## ARTIKEL
....

Das Bundesjustizministerium zeigte sich wegen der Verfassungsbeschwerde gelassen. "Wir machen nur Gesetze, von denen wir überzeugt sind, daß sie verfassungsgemäß sind", sagte ein Sprecher. Er verwies darauf, daß Bundespräsident Horst Köhler das Gesetz ausgefertigt und keine Bedenken angemeldet habe. Das Verfahren vor dem Bundesverfassungsgericht müsse nun abgewartet werden.

Doch die Bundesregierung hat nicht einmal ansatzweise nachgewiesen, daß ein derart tiefer Eingriff in die Bürgerfreiheiten in einem angemessenen Verhältnis zu möglichen Erfolgen im Terrorkampf steht. Dabei wird es gerade wegen der Totalerfassung der Bevölkerung schwierig sein, die wenigen wirklich Gefährlichen in den Datenfluten zu erkennen.

Auf der Weltkarte der Menschenrechts-Organisation 'Privacy International', die sich gegen staatliche Überwachung und Eingriffe in die Privatsphäre einsetzt, erscheint Deutschland nunmehr in gelber Farbe. Gelb bedeutet: Der Schutz der Bürgerrechte hat sich hierzulande weiter verschlechtert. In ihrem zum Jahresende veröffentlichten Kontrollbericht stuft die Organisation Deutschland hinter Rumänien, Slowenien und Ungarn ein. Allerdings werden die meisten europäischen Länder noch schlechter bewertet. Am unteren Ende der Skala liegen die USA, Rußland, Großbritannien und China.

....

## BEREITGESTELLTE DATEN
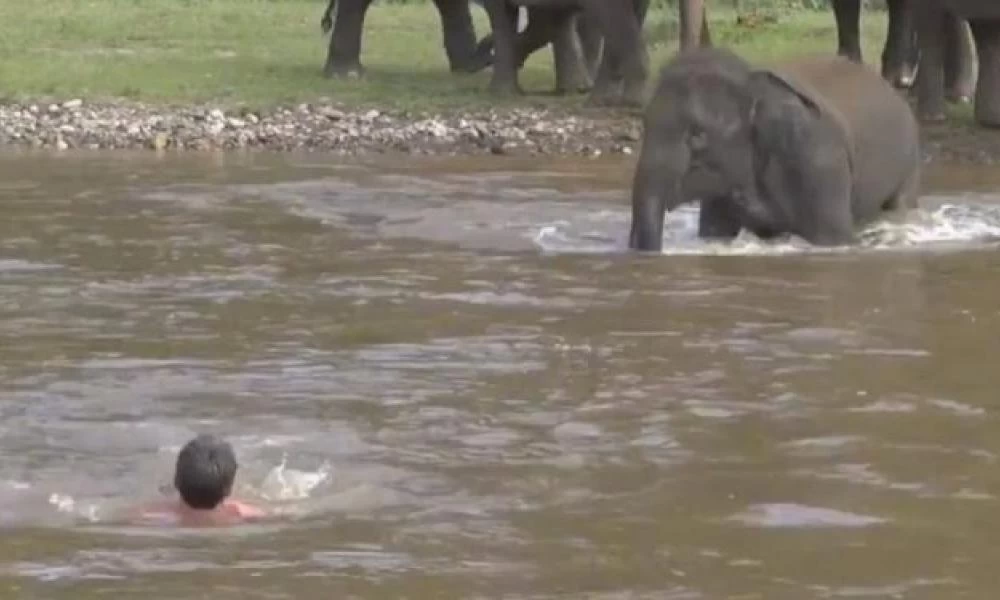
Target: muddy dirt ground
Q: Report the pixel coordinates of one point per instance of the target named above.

....

Zähle alle Länder auf, die der Artikel beim Namen nennt.

## ERWARTETE ANTWORT
Deutschland, Rumänien, Slowenien, Ungarn, USA, Rußland, Großbritannien, China